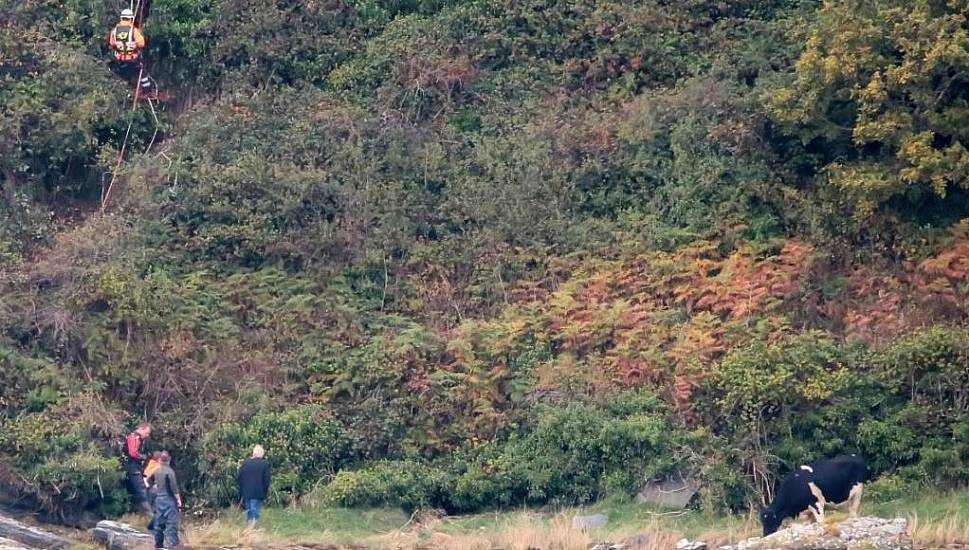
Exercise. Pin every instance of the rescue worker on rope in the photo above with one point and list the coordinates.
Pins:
(128, 42)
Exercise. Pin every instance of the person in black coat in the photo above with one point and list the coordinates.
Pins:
(254, 478)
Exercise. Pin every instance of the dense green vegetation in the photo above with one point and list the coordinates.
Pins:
(486, 253)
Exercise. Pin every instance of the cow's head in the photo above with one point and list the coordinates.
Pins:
(770, 521)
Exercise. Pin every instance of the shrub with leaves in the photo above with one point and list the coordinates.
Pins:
(304, 445)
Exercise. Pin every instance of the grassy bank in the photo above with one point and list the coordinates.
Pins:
(936, 519)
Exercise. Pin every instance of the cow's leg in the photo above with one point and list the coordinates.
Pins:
(854, 499)
(819, 514)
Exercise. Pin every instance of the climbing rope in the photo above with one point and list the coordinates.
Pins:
(106, 194)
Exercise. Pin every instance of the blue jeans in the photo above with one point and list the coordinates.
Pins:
(166, 521)
(253, 507)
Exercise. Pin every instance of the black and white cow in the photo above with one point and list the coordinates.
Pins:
(833, 482)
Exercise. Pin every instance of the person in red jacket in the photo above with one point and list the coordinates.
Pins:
(134, 457)
(126, 40)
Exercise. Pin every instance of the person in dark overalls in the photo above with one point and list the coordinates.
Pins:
(167, 503)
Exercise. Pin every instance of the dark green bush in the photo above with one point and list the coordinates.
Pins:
(304, 445)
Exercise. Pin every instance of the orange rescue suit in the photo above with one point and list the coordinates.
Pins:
(127, 41)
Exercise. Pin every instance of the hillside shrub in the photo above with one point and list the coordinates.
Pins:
(304, 446)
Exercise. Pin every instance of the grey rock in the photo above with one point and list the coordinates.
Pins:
(670, 493)
(685, 544)
(639, 542)
(121, 536)
(595, 521)
(25, 535)
(7, 544)
(850, 534)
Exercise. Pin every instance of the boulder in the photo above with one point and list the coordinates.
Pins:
(121, 536)
(595, 521)
(28, 536)
(850, 534)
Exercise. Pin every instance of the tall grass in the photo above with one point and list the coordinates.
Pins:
(935, 520)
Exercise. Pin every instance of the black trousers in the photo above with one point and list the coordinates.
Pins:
(136, 486)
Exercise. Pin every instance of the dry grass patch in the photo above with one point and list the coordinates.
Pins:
(952, 530)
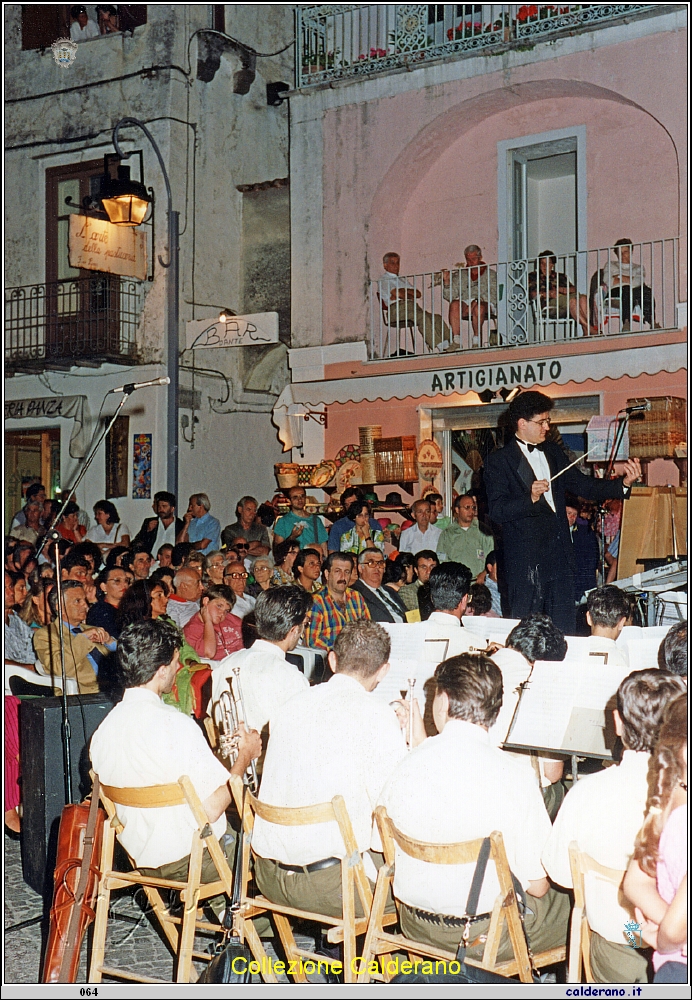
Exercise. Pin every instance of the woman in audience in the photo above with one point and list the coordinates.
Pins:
(656, 880)
(214, 632)
(284, 556)
(262, 570)
(361, 536)
(108, 531)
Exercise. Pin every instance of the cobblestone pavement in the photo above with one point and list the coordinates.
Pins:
(133, 941)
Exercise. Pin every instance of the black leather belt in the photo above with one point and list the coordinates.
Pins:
(446, 920)
(316, 866)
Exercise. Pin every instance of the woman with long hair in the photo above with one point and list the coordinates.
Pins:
(108, 531)
(656, 880)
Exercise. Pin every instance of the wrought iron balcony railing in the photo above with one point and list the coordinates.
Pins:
(626, 289)
(342, 41)
(82, 320)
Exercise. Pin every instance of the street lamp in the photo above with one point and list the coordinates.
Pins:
(126, 202)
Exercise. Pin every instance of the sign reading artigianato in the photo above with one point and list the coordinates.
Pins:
(97, 245)
(233, 331)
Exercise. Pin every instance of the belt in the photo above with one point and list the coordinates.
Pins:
(446, 920)
(316, 866)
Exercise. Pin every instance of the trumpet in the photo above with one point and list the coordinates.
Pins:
(228, 732)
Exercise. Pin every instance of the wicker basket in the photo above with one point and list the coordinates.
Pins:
(286, 474)
(657, 432)
(395, 460)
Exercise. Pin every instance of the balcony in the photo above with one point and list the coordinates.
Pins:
(348, 41)
(624, 290)
(83, 321)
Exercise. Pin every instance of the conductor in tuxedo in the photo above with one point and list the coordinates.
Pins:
(529, 503)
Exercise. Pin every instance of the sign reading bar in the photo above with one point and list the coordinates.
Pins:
(97, 245)
(236, 331)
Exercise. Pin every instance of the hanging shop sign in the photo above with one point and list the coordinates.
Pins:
(98, 245)
(233, 331)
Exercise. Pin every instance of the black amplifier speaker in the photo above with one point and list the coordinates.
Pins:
(42, 770)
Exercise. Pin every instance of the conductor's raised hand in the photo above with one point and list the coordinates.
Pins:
(538, 488)
(633, 472)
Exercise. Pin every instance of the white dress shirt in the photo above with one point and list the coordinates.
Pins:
(144, 742)
(267, 679)
(456, 787)
(413, 540)
(539, 463)
(334, 739)
(603, 813)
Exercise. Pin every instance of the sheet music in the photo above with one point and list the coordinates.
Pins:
(564, 707)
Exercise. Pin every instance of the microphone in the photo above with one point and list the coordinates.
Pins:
(131, 386)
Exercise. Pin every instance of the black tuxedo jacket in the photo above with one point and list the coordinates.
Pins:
(379, 612)
(148, 538)
(536, 540)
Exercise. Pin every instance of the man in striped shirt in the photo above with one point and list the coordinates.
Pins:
(335, 605)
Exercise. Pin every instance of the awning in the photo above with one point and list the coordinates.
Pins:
(458, 378)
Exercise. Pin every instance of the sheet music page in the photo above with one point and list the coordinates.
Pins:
(563, 708)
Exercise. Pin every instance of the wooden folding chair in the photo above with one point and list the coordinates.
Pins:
(179, 932)
(345, 928)
(505, 908)
(582, 865)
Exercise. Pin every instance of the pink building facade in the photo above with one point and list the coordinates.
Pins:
(570, 144)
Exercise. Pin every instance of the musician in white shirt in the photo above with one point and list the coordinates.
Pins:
(334, 739)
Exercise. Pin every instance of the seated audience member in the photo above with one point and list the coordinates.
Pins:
(109, 529)
(360, 536)
(400, 309)
(491, 792)
(382, 603)
(344, 523)
(586, 550)
(534, 638)
(34, 492)
(608, 609)
(214, 632)
(555, 294)
(490, 582)
(284, 557)
(85, 646)
(112, 584)
(142, 741)
(624, 284)
(437, 515)
(32, 529)
(480, 602)
(306, 529)
(184, 603)
(235, 576)
(423, 563)
(82, 27)
(68, 523)
(656, 880)
(471, 290)
(247, 526)
(267, 679)
(421, 535)
(334, 605)
(464, 541)
(200, 528)
(673, 650)
(164, 556)
(262, 571)
(603, 813)
(213, 575)
(353, 743)
(307, 570)
(162, 529)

........

- Exercise instructions: Set down the complete material exactly, but do not include the images.

- Solved problem:
Exercise. Pin every instance of the rescue worker on rope in the photo above with one point and list the coordinates.
Pins:
(128, 42)
Exercise. Pin every instance of the person in black coat in the photo above with one point and list the coordinates.
Pins:
(254, 478)
Exercise. Pin every instance of the dense green vegetation in the photo above with one point and list the coordinates.
Pins:
(486, 253)
Exercise. Pin every instance of the cow's head in the photo above with one point and list the coordinates.
Pins:
(770, 521)
Exercise. Pin every instance of the shrub with leaves in the photo above with one point and list the coordinates.
Pins:
(304, 445)
Exercise. Pin every instance of the grassy bank in the photo above with one point and list the coordinates.
Pins:
(936, 519)
Exercise. Pin every instance of the cow's leg in the photo above with one point and list the coordinates.
Pins:
(854, 499)
(819, 514)
Exercise. Pin every instance of the climbing rope in the photo above with one point and list the coordinates.
Pins:
(106, 194)
Exercise. Pin every instance of the blue jeans in the photo above with one point and list the coordinates.
Pins:
(166, 521)
(253, 507)
Exercise. Pin every instance of the black and white cow in the photo above with one point and list the coordinates.
Pins:
(833, 482)
Exercise. Pin every instance of the person in red jacket in the photo above with one point and list the coordinates.
Pins:
(134, 457)
(126, 40)
Exercise. Pin every instance of the person in dark overalls in the photo above with one point and list the coordinates.
Pins:
(167, 503)
Exercise. Pin every instance of the dark green bush in the photo above with one point and list the coordinates.
Pins:
(304, 445)
Exercise. Pin every instance of the orange rescue suit in the photo above with one point and list the coordinates.
Pins:
(127, 41)
Exercise. Pin every instance of the hillside shrub in the photo above with one point and list the coordinates.
Pins:
(304, 446)
Exercise. Pin every instance of the grey rock in the photo above with one point and list the coordinates.
Pins:
(670, 493)
(685, 544)
(639, 542)
(121, 536)
(595, 521)
(25, 535)
(7, 544)
(850, 534)
Exercise. Pin every instance of the boulder in the photo above with one point and list the coordinates.
Pins:
(121, 536)
(595, 521)
(28, 536)
(850, 534)
Exercise. Pin every instance of the tall grass in the photo above with one point and list the coordinates.
Pins:
(935, 520)
Exercise. Pin every instance of the black trousers in the photo above with one point and list the coordinates.
Pins:
(136, 486)
Exercise. Pin every instance of the dry grass patch in the photo above with one point and list the coordinates.
Pins:
(952, 530)
Exercise. Pin every instance of the woman in audience in the photo above with one point and list the coordinates.
Pins:
(656, 880)
(214, 632)
(284, 556)
(262, 570)
(361, 536)
(108, 531)
Exercise. Pin every instance of the cobblestone pavement in the photo above with one point and list the coordinates.
Pins:
(133, 941)
Exercise. Pin every instance of the black leather belt in the photo above with one point and list the coordinates.
Pins:
(446, 920)
(316, 866)
Exercise. Pin every instance of the woman with long hair in the photo above with one point and list the coordinates.
Pins:
(108, 531)
(656, 880)
Exercise. Pin every instance of the wrought iron balcony railing in the photo above with one point and list the coordinates.
Pins:
(626, 289)
(342, 41)
(82, 320)
Exercise. Pin every instance of the street lamp in the photo above with one point and list the coordinates.
Pins:
(126, 202)
Exercise. Pin every instance of the sign reading artigianato in the photo above with one point and list the coordinates.
Pins:
(97, 245)
(233, 331)
Exercise. Pin every instance of the belt in the photo above with one point and list the coordinates.
Pins:
(446, 920)
(316, 866)
Exercise. Pin every instance of the trumpet in the photo above with one point and list the coordinates.
Pins:
(228, 732)
Exercise. Pin every instance of the wicker basket in the photo above with one point and list the coordinates.
Pins:
(286, 474)
(657, 432)
(395, 460)
Exercise. Pin every instance of the balcony in the photo above with one point and list the coordinates.
Pins:
(348, 41)
(624, 290)
(83, 321)
Exercise. Pin every instance of the conductor in tuxedo in the photo above with one point and list the coordinates.
Pins:
(529, 503)
Exercise. Pin every instance of the sign reading bar in the photo above with one point and list the coordinates.
Pins:
(97, 245)
(236, 331)
Exercise. Pin every instance of the hanging shop sign in the photo above with one point and list the coordinates.
Pins:
(98, 245)
(233, 331)
Exercise. Pin every instance of the black amplifier speaker in the photo above with one point and list the coordinates.
Pins:
(42, 770)
Exercise. Pin every instance of the conductor's raised hand in the photo above with one point and list the coordinates.
Pins:
(538, 488)
(633, 472)
Exercise. Pin every instance of the white dress shirt in the photo above with one point and list the coordinates.
Pins:
(144, 742)
(267, 679)
(456, 787)
(413, 540)
(539, 463)
(334, 739)
(603, 813)
Exercise. Pin every instance of the sheet music in the photo above with one point and list the coordinates.
Pins:
(564, 707)
Exercise. Pin every instance of the microphone in the photo above with one point and list the coordinates.
Pins:
(131, 386)
Exercise. Pin every instance of the black tuxedo jacket in the photo above with one point and list the coordinates.
Pins:
(379, 612)
(148, 538)
(536, 540)
Exercise. Pin every instance of the man in striped shirt in the photo above with one point and list the coordinates.
Pins:
(335, 605)
Exercise. Pin every instance of the awning in the photo above with one point and list the coordinates.
Pins:
(458, 378)
Exercise. Pin every instance of the sheet music page in the photo above with one point and list the coordinates.
Pins:
(563, 708)
Exercise. Pin every instance of the wooden folding chair in the photo above with one point and list the coordinates.
Pins:
(179, 932)
(345, 928)
(505, 908)
(582, 865)
Exercise. Pin every instance of the pink building facade in the photo above with one point and list the coordinates.
Pins:
(570, 144)
Exercise. Pin every instance of the musician in white shirt in the photo above with one point and list the coordinates.
Pins:
(334, 739)
Exercise. Pin every instance of the seated audience member in the photo above with one point and list the coordinates.
Pins:
(109, 529)
(360, 536)
(400, 309)
(491, 792)
(382, 603)
(344, 523)
(586, 550)
(534, 638)
(34, 492)
(608, 609)
(214, 632)
(555, 294)
(490, 582)
(284, 557)
(85, 646)
(112, 584)
(142, 741)
(624, 284)
(437, 515)
(32, 529)
(480, 602)
(306, 529)
(184, 603)
(235, 576)
(423, 563)
(82, 27)
(68, 523)
(656, 880)
(471, 290)
(247, 526)
(267, 679)
(421, 535)
(334, 605)
(464, 541)
(200, 528)
(673, 650)
(164, 556)
(262, 571)
(603, 813)
(213, 575)
(353, 743)
(307, 570)
(162, 529)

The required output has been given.